_Talimat 1_
Askeri harcamalara ilişkin yazıyı iki cümleyle özetleyiniz.
_Talimat 2_
Askeri harcamalara ilişkin yazıda "Memurlar ve işçiler" ifadesinden başlayarak "hiç akıllarına gelmiyor.." ifadesine kadar uzanan bölümü, hiçbir değişiklik yapmadan olduğu gibi çıkarınız.
_Talimat 3_
Askeri harcamalara ilişkin yazıyı son cümlesinin ardından devam ettiriniz.

_Metin Parçası_

PSK PSK Bulten KOMKAR Roja Nû Weşan / Yayın Link Arşiv
Dengê Kurdistan
PSK
PSK Bulten
KOMKAR
Roja Nû
Weşan/Yayın
Arşiv
Link
Pirs û Bersiv
Soru - Cevap
Webmaster
psk@kurdistan.nu
 
 

Allah IMF’den razı olsun!

Türkiye’de elbette adalet olmaz. Nasıl olsun ki? Bu ülkede devlet bütçesinden adalet bakanlığına ayrılan pay yüzde bir bile değil, oysa askeriyeye ayrılan pay yüzde 34!

Bu ülkenin zaten ulusal gelir düzeyi düşük. Gelen de askeriyeye gidiyor, tank-top, savaş uçağı, savaş gemisi oluyor.

Halkın yoksulluğu bundan. Açlığın, işsizliğin nedeni bu.

Ülke ekonomisi dara düştüğü zaman hep halktan kemerleri sıkması istenir. Ama kemer sıkanlar yalnızca yoksullardır; işçiler, memurlar, emekliler, yoksul köylülerdir. Zamlar ve vergiler hep de onların omuzuna biner.

Memurun, işçinin satın alma gücü yıldan yıla düşüyor, yani maaşı azalıyor; ama askeri masraflar düşmüyor, tersine yıldan yıla artıyor.

Memurlar ve işçiler zaman zaman sıkıntılarını dile getirmek için sokaklara dökülüyorlar, hükümeti eleştiriyorlar, ama "“askeriyenin payını azaltın!“ demek hiç akıllarına gelmiyor..

Ya da “Ekmeğimizi kurşun ve bomba yapmayın!“ demiyorlar hiç..

_Veri Kayıtları_
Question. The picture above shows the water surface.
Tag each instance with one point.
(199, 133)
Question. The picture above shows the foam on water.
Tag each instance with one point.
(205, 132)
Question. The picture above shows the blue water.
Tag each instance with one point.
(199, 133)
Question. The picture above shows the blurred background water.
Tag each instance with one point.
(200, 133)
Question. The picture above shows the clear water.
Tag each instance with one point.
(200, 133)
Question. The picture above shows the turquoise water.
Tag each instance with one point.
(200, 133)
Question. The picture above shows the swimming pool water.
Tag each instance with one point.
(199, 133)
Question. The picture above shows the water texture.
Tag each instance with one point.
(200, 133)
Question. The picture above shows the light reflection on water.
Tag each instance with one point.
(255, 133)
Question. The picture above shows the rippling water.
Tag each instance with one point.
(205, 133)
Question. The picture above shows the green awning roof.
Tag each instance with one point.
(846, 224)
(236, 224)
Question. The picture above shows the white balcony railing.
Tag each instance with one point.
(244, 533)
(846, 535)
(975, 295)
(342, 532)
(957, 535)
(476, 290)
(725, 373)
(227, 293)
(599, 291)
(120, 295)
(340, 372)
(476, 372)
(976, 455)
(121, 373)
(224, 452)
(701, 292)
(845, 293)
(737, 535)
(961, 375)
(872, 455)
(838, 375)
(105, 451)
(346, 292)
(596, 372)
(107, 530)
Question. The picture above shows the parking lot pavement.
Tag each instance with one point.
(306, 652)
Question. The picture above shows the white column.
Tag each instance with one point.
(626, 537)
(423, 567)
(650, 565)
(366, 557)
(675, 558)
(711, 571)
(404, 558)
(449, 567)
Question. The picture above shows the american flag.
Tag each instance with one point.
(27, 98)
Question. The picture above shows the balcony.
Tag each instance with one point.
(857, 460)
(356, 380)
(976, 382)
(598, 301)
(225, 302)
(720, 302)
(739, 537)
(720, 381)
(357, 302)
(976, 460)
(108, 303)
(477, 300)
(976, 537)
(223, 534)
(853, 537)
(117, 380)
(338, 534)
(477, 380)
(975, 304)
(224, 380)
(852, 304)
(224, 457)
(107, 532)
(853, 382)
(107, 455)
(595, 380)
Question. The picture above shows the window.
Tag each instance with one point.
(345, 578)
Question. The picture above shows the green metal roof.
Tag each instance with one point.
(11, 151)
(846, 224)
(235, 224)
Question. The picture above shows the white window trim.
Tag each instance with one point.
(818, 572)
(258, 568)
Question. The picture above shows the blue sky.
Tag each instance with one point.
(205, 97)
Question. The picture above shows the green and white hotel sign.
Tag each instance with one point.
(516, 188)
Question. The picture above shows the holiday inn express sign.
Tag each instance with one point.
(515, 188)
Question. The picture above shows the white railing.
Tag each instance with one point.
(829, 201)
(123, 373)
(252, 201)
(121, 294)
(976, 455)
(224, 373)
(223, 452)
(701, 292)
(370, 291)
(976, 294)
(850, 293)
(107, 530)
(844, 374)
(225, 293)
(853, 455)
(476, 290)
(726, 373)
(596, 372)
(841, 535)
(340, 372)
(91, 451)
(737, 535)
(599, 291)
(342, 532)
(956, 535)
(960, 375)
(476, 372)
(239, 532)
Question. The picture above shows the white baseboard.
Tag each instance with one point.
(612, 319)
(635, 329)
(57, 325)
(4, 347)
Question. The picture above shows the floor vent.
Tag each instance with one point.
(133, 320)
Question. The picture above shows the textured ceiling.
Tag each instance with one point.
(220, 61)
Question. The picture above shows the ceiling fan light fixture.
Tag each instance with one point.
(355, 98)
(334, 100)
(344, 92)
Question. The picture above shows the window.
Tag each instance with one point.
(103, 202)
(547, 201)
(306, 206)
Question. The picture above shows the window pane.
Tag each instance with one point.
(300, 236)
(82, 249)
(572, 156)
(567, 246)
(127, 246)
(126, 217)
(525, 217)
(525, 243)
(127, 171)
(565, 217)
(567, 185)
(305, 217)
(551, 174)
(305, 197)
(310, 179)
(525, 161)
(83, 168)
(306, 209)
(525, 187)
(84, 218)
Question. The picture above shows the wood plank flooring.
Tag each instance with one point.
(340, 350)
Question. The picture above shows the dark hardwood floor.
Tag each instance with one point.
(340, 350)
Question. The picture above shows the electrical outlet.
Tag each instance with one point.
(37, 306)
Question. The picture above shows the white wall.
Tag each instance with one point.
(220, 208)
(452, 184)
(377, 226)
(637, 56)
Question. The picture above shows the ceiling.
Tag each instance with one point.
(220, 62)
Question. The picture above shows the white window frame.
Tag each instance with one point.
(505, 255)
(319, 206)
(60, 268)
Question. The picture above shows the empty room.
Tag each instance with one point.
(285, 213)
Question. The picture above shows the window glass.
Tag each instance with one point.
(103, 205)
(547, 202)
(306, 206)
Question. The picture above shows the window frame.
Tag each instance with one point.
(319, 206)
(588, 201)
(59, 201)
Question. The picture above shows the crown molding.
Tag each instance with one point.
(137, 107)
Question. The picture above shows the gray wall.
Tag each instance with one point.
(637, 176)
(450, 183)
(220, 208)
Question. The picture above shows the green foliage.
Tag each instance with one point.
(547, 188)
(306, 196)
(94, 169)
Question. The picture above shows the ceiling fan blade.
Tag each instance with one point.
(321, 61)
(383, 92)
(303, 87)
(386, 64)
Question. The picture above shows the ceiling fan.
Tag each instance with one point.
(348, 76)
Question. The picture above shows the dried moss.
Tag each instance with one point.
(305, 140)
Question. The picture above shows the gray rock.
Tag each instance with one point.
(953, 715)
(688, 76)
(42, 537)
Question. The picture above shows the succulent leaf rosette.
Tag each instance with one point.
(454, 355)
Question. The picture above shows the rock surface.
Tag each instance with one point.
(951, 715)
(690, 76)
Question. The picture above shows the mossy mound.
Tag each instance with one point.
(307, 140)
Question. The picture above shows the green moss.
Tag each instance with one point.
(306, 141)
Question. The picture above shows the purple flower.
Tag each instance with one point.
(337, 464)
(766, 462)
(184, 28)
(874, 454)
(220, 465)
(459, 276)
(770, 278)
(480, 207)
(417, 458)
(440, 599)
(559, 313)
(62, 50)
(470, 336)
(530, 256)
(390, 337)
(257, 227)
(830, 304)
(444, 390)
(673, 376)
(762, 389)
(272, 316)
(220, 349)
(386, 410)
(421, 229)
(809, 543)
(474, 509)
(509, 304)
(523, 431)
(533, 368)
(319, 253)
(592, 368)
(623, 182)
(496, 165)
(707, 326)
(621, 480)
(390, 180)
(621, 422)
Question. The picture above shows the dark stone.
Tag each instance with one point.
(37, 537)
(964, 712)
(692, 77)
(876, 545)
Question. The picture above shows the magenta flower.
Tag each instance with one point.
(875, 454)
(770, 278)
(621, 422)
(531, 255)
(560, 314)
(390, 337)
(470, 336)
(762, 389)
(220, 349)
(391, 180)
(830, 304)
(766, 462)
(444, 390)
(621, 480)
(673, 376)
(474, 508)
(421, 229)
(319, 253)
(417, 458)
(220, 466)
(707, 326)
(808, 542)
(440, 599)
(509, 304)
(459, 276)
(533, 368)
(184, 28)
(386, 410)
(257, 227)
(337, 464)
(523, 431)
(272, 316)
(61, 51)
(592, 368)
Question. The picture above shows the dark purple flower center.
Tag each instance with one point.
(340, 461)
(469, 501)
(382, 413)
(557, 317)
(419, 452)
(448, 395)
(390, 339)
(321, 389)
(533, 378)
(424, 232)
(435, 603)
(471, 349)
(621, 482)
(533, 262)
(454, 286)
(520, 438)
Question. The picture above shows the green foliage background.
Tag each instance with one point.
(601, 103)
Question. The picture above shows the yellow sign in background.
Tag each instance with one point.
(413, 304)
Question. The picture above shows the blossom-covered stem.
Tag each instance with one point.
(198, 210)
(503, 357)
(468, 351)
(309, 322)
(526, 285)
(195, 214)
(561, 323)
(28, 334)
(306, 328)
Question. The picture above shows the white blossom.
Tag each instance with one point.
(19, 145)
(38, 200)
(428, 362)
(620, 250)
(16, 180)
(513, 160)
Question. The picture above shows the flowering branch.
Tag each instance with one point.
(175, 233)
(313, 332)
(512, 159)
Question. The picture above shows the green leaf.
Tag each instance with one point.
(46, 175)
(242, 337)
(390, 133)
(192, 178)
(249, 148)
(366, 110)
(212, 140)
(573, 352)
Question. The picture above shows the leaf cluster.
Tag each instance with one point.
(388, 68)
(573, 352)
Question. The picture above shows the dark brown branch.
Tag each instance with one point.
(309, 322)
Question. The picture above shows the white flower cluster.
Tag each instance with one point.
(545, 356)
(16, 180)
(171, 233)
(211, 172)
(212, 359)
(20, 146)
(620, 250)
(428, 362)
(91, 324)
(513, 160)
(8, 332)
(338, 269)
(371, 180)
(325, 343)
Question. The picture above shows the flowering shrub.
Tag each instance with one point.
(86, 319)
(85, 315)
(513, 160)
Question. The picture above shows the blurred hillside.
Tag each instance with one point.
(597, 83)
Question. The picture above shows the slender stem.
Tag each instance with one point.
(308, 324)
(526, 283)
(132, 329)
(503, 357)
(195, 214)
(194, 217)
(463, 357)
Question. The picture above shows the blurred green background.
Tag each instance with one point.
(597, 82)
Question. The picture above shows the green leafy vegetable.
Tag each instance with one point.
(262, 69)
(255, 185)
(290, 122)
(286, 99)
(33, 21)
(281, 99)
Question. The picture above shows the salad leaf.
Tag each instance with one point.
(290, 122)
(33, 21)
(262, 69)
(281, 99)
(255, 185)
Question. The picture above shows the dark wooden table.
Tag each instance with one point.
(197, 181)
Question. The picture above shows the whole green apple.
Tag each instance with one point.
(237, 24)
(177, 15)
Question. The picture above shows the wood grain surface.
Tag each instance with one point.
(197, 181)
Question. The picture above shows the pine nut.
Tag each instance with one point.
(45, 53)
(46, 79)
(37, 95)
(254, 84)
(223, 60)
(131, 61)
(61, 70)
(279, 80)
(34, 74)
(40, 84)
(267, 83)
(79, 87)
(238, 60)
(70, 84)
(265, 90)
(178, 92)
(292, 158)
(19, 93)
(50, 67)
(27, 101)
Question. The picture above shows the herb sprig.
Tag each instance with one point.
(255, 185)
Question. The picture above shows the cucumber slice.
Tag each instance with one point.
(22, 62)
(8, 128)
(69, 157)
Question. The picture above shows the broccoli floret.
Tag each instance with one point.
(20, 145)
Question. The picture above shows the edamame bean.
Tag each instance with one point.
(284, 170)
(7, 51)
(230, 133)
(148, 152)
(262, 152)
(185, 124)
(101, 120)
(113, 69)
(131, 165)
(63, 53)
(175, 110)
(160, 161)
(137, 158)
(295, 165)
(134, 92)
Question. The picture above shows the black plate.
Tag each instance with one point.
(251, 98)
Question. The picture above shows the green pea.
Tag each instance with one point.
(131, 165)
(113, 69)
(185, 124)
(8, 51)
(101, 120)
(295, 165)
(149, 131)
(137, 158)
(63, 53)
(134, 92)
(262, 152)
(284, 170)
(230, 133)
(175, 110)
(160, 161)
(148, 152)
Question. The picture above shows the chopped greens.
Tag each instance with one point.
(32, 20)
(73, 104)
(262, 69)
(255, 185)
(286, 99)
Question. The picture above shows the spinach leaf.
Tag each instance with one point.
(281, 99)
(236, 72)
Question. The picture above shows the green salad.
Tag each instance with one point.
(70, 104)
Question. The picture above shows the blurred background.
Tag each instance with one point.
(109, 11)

_Nihai Sonuç 1_
Türkiye'de devlet bütçesinden adalet bakanlığına yüzde birden az, askeriyeye ise yüzde 34 pay ayrılmakta, zaten düşük olan ulusal gelir askeriyeye gitmekte ve halkın yoksulluğu, açlığı ve işsizliği bundan kaynaklanmaktadır. Ekonomi darlığında kemer sıkma yükü ve zamlar yoksulların omzuna binerken ve maaşlar azalırken askeri masraflar yıldan yıla artmaktadır; memurlar ve işçiler sokaklara dökülüp hükümeti eleştirse de askeriyenin payının azaltılmasını talep etmemektedir.

_Nihai Sonuç 2_
Memurlar ve işçiler zaman zaman sıkıntılarını dile getirmek için sokaklara dökülüyorlar, hükümeti eleştiriyorlar, ama "“askeriyenin payını azaltın!“ demek hiç akıllarına gelmiyor..

_Nihai Sonuç 3_
Ne militarizme karşı çıkıyorlar, ne barış istiyorlar. Böyle şeyler akıllarına gelmiyor hiç..

Oysa askeriye bu kadar büyük pay kaptıkça, ülkenin geliri silaha ve savaşa, üstelik manasız, haksız savaşlara gittikçe, emekçilerin hali de elbet böyle olacak.

Asker bu parayı ne yapıyor? Kendi ülkesinin halkına karşı savaşarak, “ülkem“ dediği toprakları alt üst ederek harcıyor. Son 15 yılda Türk devleti Kürt halkına karşı savaşta 100 milyar doları aşkın para harcadı. Ama bu devlet, memurunun ve işçisinin zorunlu tasarruf fonundaki 5-6 milyar dolar alacağını ödemiyor, bunun için para yok diyor.

Türk devleti önümüzdeki birkaç yıl için yeni silah alımları ve silah yapımı için 150 milyar dolar harcamayı planlamıştır. Ama memurların ve işçilerin maaşlarına, hiç değilse enflasyon oranında zam yapmaktan kaçınıyor, “bu, uygulanan programa aykırı düşer“ diyor!..

Bütün bunlar Türk solcularının da pek aklına gelmiyor. Ordu sözkonusu olunca onlar bile susmayı tercih ediyor. Kimileri ise övgüyü ve alkışı.. Ordu hep kahramandır!

Türk solunun bir bölümü, yıllar yılı devrimde öncülük rolünü “asker-sivil aydınlara“ verdi.

Solcuların bir bölümü geçmişte şu sloganı atmayı pek severlerdi: “Ordu-millet el ele, milli cephede!"

Sol saflarda ve aydınlar arasında birçokları yıllar yılı askeri cuntalara bel bağladılar. Hala da kendilerini “cumhuriyetçi ve laik“ sayan bu türden “aydın“lar az değildir.

Bunlar cunta amigolarıdır.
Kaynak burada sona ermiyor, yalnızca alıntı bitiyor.